— DATA IN THIS EXERCISE —
####

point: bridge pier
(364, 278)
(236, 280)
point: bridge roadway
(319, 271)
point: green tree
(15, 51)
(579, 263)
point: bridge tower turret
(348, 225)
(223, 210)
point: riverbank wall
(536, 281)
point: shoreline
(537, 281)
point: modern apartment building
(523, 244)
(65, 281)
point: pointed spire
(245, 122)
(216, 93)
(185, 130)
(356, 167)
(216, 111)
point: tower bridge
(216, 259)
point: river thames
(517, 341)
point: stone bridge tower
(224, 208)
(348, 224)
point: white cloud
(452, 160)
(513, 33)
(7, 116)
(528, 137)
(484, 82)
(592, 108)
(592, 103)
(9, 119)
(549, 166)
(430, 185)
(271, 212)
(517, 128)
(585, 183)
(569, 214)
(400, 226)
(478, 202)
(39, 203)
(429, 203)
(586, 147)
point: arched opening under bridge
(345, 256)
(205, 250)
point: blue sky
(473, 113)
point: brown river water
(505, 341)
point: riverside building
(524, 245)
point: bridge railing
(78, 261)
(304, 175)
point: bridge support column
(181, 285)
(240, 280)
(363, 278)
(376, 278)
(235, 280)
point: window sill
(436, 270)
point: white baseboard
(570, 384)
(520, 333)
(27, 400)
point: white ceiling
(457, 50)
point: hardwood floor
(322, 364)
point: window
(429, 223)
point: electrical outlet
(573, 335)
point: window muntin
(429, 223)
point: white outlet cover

####

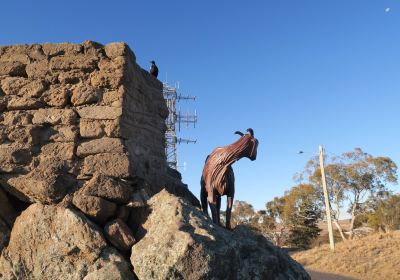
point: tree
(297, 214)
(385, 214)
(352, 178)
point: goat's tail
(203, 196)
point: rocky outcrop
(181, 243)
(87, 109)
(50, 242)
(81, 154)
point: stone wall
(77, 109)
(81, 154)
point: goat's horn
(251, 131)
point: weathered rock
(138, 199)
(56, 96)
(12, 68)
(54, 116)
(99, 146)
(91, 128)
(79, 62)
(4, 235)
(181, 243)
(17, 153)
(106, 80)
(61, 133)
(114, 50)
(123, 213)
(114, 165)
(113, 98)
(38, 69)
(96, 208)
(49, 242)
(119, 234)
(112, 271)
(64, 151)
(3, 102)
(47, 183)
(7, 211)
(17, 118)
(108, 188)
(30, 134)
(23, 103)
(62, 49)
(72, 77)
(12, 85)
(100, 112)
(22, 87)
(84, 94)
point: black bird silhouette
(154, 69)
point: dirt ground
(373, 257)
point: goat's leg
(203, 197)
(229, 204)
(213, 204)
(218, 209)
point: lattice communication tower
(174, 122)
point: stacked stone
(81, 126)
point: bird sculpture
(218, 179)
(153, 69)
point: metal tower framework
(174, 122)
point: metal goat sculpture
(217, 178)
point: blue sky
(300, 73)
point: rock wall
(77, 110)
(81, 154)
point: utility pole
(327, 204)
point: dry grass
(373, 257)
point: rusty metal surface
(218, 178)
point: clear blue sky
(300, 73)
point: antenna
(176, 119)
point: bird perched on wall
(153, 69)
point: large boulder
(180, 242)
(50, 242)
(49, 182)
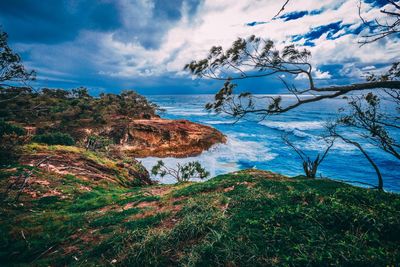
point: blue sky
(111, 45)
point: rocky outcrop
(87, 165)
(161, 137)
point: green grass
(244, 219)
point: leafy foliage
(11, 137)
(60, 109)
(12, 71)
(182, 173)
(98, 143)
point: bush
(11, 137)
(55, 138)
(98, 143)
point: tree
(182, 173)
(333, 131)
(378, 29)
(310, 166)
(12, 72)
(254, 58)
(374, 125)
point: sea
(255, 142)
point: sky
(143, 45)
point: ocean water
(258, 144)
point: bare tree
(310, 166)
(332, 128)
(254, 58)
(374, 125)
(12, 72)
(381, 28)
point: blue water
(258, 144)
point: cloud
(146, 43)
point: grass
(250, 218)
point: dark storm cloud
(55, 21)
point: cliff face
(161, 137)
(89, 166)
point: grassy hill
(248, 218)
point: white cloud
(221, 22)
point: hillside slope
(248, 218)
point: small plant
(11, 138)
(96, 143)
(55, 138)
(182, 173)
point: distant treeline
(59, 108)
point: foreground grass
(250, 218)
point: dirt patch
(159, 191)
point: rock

####

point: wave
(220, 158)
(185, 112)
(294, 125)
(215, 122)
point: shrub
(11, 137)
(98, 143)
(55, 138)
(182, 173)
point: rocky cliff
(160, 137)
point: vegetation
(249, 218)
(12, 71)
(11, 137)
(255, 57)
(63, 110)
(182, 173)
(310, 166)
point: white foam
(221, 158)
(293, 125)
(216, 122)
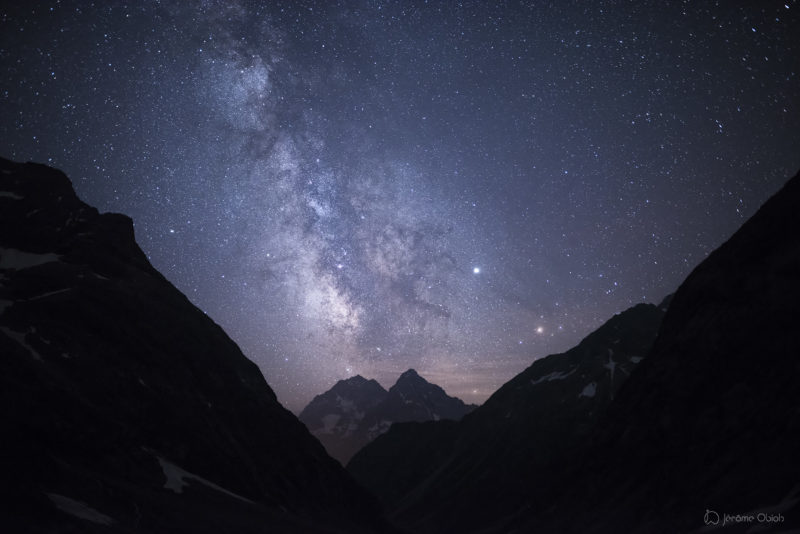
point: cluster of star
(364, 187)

####

Please copy out every line of the material above that contains the word "bridge".

point: bridge pier
point: bridge roadway
point: bridge tower turret
point: tower bridge
point: stone bridge tower
point: arched opening under bridge
point: bridge railing
point: bridge support column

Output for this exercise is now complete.